Like No Longer at Ease, Season of Migration to the North also delves into the complexities of acculturation. The narrator, who has returned to his native Sudan after living in Europe, experiences conflicting emotions and ambivalence towards both African and European cultures. Salih portrays the characters' love-hate relationships, contradictions, and cultural clashes, emphasizing the hybridity and alienation experienced by postcolonial subjects. The novel challenges essentialist views of identities and highlights the diverse nature of individuals within a cultural context.

PROVIDED MATERIAL:
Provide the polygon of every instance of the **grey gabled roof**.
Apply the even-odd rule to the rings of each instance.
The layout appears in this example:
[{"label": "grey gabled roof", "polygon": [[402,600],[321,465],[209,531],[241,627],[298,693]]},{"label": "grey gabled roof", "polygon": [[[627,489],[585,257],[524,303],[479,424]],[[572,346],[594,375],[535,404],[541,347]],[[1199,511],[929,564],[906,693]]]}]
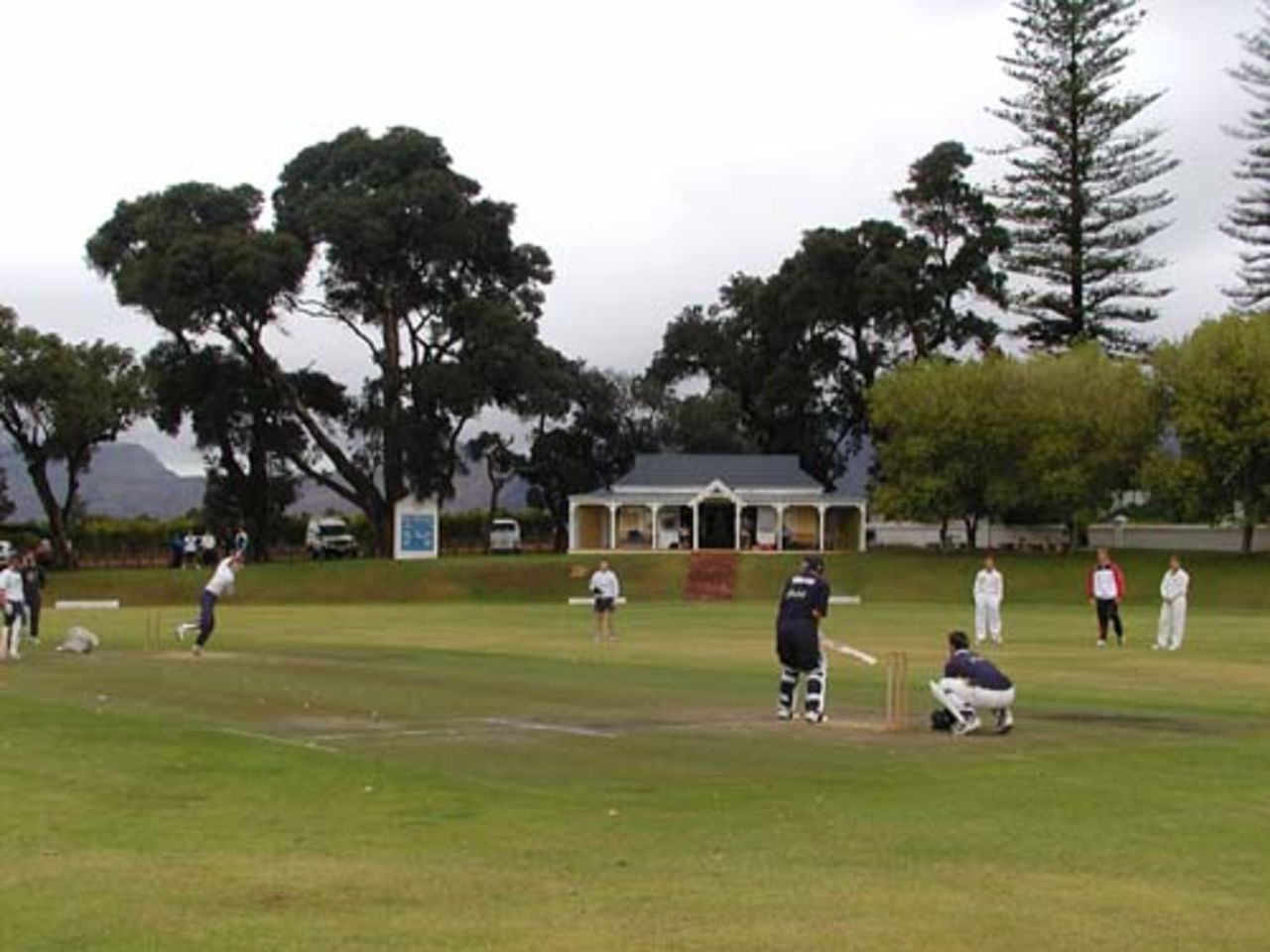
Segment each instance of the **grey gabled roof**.
[{"label": "grey gabled roof", "polygon": [[702,489],[721,480],[730,489],[819,490],[820,484],[803,472],[796,456],[757,453],[650,453],[635,457],[635,466],[615,489]]}]

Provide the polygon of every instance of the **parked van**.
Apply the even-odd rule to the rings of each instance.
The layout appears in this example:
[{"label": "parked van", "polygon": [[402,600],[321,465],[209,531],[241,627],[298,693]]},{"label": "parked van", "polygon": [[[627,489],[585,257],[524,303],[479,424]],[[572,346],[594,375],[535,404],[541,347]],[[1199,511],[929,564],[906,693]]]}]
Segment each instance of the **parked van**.
[{"label": "parked van", "polygon": [[516,519],[494,519],[489,526],[489,551],[519,552],[521,523]]},{"label": "parked van", "polygon": [[305,548],[311,559],[343,559],[357,555],[357,537],[338,515],[310,519],[305,529]]}]

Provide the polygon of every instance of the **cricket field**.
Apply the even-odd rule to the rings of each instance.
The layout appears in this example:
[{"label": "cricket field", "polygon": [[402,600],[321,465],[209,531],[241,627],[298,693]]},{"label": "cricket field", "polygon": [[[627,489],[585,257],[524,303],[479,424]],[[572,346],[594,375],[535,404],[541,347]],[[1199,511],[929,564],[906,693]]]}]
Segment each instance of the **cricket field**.
[{"label": "cricket field", "polygon": [[[189,579],[193,583],[193,579]],[[246,589],[249,581],[243,583]],[[772,605],[555,600],[46,612],[0,666],[11,949],[1270,947],[1270,637],[1196,607],[1180,652],[1006,605],[1013,734],[932,734],[969,605],[866,599],[831,722],[777,722]],[[57,654],[69,625],[103,640]]]}]

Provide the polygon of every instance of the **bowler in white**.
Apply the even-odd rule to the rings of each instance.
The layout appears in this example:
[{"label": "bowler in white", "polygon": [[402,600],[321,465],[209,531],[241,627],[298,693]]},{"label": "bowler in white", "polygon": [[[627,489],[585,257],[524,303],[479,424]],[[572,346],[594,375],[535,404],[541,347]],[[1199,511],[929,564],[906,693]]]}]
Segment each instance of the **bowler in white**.
[{"label": "bowler in white", "polygon": [[596,608],[597,641],[617,637],[613,631],[613,611],[617,607],[617,597],[621,594],[622,585],[617,580],[617,572],[608,567],[607,559],[601,559],[599,567],[591,575],[591,598]]},{"label": "bowler in white", "polygon": [[1181,560],[1168,556],[1168,569],[1160,580],[1160,627],[1156,630],[1153,651],[1177,651],[1186,635],[1186,592],[1190,589],[1190,575],[1182,569]]},{"label": "bowler in white", "polygon": [[203,594],[198,603],[198,621],[184,622],[177,626],[175,635],[178,641],[184,641],[187,632],[198,632],[198,636],[194,638],[196,655],[203,654],[203,646],[212,637],[212,631],[216,628],[216,603],[225,595],[234,594],[234,579],[241,567],[243,556],[239,552],[222,559],[216,566],[216,571],[212,572],[212,578],[203,586]]},{"label": "bowler in white", "polygon": [[1006,579],[997,569],[997,560],[988,556],[974,576],[974,640],[1001,644],[1001,602],[1006,597]]}]

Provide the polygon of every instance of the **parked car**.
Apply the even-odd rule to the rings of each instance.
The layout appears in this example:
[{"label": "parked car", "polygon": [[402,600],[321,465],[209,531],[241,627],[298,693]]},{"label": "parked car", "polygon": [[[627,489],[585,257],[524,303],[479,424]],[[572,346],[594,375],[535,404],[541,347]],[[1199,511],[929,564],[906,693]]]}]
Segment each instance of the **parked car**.
[{"label": "parked car", "polygon": [[489,551],[518,553],[521,551],[521,523],[516,519],[494,519],[489,526]]},{"label": "parked car", "polygon": [[357,555],[357,538],[342,518],[325,515],[309,520],[305,547],[311,559],[351,559]]}]

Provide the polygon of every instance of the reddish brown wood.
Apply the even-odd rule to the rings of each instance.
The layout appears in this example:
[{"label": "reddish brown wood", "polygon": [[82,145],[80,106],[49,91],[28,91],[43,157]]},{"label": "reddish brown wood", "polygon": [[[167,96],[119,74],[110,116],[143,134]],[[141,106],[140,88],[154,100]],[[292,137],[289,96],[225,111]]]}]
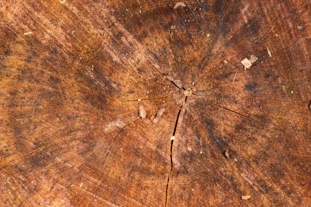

SET OF TASKS:
- A) Set down the part of the passage on Season of Migration to the North between "Like No Longer" and "a cultural context.", inclusive, with no changes.
- B) Decide whether each statement agrees with the passage on Season of Migration to the North. Answer yes or no and quote the deciding words of the passage. (i) The narrator lived in Europe before returning to Sudan. (ii) The novel supports essentialist views of identities. (iii) The narrator's ambivalence is directed only at European culture.

ANSWERS TO EACH TASK:
- A)
Like No Longer at Ease, Season of Migration to the North also delves into the complexities of acculturation. The narrator, who has returned to his native Sudan after living in Europe, experiences conflicting emotions and ambivalence towards both African and European cultures. Salih portrays the characters' love-hate relationships, contradictions, and cultural clashes, emphasizing the hybridity and alienation experienced by postcolonial subjects. The novel challenges essentialist views of identities and highlights the diverse nature of individuals within a cultural context.

- B)
(i) Yes: "who has returned to his native Sudan after living in Europe"
(ii) No: "The novel challenges essentialist views of identities"
(iii) No: "ambivalence towards both African and European cultures"